[Pointing dataset excerpts]
----------

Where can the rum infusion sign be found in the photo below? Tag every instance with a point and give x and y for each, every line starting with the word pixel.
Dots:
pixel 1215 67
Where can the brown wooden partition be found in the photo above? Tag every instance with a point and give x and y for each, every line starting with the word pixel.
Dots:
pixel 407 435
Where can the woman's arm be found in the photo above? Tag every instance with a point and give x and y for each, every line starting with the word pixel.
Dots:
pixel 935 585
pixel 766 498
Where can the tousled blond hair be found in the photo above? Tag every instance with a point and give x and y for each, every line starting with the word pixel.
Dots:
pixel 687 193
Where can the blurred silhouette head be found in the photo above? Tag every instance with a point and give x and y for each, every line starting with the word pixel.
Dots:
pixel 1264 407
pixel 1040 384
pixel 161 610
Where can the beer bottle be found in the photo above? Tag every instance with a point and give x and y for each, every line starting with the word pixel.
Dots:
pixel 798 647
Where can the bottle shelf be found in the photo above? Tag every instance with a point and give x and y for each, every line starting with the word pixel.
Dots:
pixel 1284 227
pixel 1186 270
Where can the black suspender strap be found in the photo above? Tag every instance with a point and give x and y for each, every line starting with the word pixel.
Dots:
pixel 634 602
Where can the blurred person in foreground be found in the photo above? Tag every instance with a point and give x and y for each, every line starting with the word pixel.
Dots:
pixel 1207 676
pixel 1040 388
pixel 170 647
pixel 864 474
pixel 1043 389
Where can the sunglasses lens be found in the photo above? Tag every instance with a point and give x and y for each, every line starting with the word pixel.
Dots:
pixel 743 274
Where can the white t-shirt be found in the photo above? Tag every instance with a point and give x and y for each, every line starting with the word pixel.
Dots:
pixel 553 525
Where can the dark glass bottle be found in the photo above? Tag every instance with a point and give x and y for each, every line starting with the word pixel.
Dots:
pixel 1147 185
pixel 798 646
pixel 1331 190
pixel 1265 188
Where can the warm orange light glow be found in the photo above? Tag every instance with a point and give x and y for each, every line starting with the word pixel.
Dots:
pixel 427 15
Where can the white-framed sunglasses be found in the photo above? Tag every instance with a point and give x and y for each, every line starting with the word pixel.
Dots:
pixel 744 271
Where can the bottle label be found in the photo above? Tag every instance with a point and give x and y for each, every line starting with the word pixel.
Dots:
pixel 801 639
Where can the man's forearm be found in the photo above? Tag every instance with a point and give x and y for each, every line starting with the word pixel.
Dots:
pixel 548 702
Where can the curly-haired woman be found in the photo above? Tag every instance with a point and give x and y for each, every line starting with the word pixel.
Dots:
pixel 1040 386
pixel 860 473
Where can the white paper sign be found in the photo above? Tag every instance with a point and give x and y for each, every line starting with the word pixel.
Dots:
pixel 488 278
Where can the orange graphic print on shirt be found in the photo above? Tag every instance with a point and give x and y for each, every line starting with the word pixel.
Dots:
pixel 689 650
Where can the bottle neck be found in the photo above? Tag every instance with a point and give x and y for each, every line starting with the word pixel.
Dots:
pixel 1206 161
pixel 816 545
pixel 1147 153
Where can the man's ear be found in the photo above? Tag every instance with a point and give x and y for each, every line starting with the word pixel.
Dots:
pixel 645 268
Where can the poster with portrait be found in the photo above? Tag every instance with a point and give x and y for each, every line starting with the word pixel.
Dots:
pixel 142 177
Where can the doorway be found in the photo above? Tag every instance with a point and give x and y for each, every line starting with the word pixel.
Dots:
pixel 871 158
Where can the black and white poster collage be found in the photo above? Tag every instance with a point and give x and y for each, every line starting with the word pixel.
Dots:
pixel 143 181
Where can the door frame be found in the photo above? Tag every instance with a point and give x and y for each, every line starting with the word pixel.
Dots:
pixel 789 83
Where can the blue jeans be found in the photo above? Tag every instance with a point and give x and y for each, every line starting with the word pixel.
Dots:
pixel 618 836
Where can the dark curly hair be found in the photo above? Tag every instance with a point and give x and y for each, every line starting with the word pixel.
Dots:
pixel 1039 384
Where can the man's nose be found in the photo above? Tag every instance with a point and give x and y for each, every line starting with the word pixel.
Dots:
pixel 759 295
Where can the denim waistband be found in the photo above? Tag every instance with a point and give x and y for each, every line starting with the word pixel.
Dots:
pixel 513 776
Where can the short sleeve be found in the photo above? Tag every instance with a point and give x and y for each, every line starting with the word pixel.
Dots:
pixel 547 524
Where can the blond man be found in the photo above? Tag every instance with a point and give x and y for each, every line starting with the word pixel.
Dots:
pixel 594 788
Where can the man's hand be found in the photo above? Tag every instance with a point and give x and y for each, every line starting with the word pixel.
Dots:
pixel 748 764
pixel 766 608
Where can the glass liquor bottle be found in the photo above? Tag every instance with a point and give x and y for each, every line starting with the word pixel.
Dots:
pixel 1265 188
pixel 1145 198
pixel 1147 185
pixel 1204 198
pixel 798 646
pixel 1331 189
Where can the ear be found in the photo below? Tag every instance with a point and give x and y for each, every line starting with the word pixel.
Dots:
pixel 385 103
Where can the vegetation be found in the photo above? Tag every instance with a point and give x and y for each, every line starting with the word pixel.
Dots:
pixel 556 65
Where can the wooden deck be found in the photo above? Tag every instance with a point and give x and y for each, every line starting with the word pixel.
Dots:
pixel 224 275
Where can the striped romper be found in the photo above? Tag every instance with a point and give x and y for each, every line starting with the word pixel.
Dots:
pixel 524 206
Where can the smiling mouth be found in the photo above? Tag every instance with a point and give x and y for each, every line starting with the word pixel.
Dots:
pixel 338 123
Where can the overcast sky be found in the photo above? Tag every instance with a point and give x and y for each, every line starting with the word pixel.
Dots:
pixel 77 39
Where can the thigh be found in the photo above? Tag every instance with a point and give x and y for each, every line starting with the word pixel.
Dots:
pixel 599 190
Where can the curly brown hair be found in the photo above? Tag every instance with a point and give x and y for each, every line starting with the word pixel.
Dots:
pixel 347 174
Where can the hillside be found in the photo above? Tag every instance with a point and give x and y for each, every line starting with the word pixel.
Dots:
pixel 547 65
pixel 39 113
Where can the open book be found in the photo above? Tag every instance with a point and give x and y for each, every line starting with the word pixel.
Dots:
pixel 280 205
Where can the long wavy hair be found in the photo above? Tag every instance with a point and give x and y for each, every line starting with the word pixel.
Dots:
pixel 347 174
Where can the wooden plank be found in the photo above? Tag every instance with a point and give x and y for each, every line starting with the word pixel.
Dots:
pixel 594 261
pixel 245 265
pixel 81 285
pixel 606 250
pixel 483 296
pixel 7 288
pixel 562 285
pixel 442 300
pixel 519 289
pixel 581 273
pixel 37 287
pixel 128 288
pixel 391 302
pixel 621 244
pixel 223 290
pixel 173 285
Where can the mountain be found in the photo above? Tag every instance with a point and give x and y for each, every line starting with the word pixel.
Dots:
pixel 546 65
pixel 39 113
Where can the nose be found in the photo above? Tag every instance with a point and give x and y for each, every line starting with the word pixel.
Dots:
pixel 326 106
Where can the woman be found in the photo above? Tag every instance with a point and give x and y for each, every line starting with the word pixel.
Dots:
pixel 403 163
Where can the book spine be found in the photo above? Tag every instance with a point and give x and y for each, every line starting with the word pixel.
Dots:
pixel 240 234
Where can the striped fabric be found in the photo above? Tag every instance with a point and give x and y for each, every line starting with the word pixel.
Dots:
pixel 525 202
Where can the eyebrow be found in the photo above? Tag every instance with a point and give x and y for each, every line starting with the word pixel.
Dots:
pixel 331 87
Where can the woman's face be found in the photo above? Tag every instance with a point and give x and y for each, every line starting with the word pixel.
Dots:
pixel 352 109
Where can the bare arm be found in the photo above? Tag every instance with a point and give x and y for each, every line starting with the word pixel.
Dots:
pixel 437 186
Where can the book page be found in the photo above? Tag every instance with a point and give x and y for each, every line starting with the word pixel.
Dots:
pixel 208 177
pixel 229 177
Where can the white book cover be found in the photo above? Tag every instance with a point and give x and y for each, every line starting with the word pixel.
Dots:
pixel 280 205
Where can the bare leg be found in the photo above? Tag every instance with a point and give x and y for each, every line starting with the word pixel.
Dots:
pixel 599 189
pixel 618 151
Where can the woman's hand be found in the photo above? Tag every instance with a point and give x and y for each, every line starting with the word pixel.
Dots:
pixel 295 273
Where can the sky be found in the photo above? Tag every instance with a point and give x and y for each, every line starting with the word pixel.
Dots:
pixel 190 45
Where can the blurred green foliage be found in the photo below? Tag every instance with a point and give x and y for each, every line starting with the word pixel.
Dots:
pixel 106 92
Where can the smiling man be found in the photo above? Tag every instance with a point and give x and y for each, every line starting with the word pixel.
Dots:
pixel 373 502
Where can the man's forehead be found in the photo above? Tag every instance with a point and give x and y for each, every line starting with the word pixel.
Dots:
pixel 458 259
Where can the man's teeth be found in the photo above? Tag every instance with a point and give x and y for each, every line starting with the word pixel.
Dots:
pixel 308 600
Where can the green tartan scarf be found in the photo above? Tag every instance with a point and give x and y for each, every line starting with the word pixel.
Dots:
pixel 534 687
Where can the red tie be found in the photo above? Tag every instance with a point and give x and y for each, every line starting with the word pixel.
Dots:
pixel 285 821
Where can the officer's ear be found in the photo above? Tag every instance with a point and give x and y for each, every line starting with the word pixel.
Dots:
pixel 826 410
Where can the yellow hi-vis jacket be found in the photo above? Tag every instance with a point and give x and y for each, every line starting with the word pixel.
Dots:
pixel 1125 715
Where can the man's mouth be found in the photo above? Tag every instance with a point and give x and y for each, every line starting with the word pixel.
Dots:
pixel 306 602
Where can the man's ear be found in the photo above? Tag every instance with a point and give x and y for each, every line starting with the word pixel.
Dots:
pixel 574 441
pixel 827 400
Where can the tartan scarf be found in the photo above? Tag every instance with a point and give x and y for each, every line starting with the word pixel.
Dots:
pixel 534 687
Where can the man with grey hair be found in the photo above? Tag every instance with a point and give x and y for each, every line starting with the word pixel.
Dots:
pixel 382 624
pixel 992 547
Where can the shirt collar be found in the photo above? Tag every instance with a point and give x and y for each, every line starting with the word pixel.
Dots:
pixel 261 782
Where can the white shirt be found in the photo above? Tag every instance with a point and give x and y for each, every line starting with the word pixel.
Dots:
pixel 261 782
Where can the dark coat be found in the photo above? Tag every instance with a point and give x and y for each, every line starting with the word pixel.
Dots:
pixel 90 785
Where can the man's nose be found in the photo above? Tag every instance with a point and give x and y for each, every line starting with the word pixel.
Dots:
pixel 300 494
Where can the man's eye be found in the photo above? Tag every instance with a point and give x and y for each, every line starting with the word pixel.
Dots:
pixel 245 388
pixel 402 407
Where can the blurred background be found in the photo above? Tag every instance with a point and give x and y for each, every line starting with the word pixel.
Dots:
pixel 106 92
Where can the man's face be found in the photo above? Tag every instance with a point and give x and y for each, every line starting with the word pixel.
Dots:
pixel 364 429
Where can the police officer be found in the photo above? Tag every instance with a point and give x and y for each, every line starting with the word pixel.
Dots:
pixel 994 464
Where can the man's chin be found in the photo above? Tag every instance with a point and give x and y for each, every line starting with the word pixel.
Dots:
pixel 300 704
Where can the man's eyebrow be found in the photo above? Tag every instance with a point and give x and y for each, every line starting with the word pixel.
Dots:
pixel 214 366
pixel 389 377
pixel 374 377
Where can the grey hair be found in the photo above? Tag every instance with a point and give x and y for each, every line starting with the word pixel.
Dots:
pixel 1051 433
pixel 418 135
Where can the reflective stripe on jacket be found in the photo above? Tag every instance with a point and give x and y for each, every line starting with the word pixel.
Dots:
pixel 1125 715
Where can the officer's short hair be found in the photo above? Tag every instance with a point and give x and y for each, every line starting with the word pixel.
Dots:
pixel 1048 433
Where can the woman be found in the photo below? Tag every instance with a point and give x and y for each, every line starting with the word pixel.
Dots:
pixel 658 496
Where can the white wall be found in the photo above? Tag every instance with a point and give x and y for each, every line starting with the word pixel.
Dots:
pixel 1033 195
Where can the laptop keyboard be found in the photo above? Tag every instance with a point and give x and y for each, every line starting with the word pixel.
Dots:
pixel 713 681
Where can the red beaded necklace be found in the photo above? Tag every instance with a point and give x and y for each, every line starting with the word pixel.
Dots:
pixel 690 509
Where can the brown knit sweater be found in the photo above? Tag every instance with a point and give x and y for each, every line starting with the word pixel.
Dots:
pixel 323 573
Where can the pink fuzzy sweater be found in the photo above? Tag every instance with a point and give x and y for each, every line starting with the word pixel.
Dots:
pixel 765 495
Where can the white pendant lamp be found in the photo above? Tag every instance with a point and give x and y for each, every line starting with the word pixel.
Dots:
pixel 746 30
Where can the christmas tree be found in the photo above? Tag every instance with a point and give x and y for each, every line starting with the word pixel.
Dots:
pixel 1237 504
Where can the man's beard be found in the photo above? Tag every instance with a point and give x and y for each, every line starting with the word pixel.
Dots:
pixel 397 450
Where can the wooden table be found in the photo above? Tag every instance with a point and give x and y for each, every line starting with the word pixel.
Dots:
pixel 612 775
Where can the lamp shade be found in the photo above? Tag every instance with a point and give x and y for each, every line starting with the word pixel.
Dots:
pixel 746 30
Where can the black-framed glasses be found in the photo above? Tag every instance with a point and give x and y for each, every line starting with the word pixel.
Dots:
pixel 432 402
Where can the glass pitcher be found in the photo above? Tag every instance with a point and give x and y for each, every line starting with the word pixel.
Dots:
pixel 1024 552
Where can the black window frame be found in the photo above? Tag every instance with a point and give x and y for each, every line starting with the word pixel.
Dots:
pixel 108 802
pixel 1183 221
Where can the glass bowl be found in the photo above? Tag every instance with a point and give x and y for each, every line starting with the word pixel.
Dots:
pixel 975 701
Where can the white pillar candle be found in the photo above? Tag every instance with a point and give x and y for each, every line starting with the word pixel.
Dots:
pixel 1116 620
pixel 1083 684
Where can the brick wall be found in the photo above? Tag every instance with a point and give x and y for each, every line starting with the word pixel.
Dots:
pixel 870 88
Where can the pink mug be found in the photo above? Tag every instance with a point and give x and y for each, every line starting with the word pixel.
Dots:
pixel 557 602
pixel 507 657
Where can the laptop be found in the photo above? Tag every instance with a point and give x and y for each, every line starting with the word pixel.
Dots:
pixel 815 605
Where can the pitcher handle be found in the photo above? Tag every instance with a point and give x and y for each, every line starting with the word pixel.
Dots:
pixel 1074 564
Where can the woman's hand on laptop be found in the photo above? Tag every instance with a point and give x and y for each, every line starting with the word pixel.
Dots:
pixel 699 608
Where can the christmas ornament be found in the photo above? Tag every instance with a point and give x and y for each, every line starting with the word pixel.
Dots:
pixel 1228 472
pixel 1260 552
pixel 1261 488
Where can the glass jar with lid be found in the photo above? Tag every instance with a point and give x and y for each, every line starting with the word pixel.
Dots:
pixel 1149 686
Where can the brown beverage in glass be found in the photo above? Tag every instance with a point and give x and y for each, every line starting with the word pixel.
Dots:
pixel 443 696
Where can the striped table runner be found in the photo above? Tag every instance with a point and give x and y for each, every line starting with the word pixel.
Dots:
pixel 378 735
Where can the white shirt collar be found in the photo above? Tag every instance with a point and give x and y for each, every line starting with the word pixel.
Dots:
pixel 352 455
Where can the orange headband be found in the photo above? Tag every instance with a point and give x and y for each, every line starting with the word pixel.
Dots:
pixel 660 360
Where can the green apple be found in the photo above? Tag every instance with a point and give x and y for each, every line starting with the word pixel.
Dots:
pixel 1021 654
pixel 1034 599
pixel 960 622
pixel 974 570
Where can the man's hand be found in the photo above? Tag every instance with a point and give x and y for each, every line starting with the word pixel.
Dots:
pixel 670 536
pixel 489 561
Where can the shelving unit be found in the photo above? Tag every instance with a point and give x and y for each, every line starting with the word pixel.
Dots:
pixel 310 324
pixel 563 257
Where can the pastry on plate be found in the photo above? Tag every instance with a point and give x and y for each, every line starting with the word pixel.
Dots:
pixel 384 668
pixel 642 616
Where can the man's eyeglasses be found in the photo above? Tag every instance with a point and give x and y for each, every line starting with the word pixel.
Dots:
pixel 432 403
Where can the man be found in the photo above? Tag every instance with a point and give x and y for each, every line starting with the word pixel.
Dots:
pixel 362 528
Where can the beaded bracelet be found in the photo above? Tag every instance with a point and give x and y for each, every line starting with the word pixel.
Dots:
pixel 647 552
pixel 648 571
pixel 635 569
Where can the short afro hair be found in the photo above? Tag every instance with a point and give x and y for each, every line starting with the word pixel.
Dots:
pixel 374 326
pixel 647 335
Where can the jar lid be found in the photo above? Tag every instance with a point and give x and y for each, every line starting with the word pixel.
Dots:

----------

**What needs to be done:** Arrange the records as a two-column CSV headed text and answer, one row per record, with each value in a single quoted field and line breaks replaced by spaces. Begin at the line that has "Where can the poster" and stop after the line that has "pixel 1331 189", including only those records.

**Exercise solution:**
text,answer
"Where can the poster with portrait be found in the photo above? Tag every instance with a point and give x and y for each, every line starting with the word pixel. Dots:","pixel 142 177"
"Where can the doorway be found in the photo above? Tag every instance with a point and give x and y for each, every line starting with the word pixel. Dots:","pixel 871 158"
"Where can the black and white poster collage be found in the photo above? Tag every instance with a point and give x and y for each, every line starting with the word pixel. Dots:","pixel 143 181"
"Where can the door frame be found in the photo above? Tag every instance with a point and give x and y for each, every line starting with the word pixel. Dots:","pixel 789 83"
"Where can the blue jeans be found in the photo above? Tag every instance with a point and give x and y for each, every line starting with the word pixel. Dots:","pixel 618 836"
"Where can the dark curly hair be found in the photo above? Tag every instance with a point and give x and y for each, every line starting with the word pixel. Dots:","pixel 1039 384"
"Where can the man's nose be found in the photo above? Tag every instance with a point and give x and y for each, every line starting with the word pixel. Dots:","pixel 759 295"
"Where can the denim waistband be found in the photo above? Tag every instance with a point and give x and y for each, every line starting with the word pixel. Dots:","pixel 513 776"
"Where can the short sleeve be found in the photo above? Tag every instance with a point and give x and y for each, every line starting with the word pixel. Dots:","pixel 547 524"
"Where can the blond man be found in the photo above? Tag every instance with a point and give x and y for each, every line starting with the word pixel. Dots:","pixel 594 788"
"Where can the man's hand be found in the photo above? Tag every instance with a point and give x and y for each, every line starting with the word pixel. Dots:","pixel 748 764 pixel 766 608"
"Where can the glass liquor bottle be found in the photo above? Tag every instance with a point and give x and y for each, every line starting with the word pixel. Dots:","pixel 1265 188 pixel 1145 198 pixel 1147 185 pixel 1204 198 pixel 798 646 pixel 1331 189"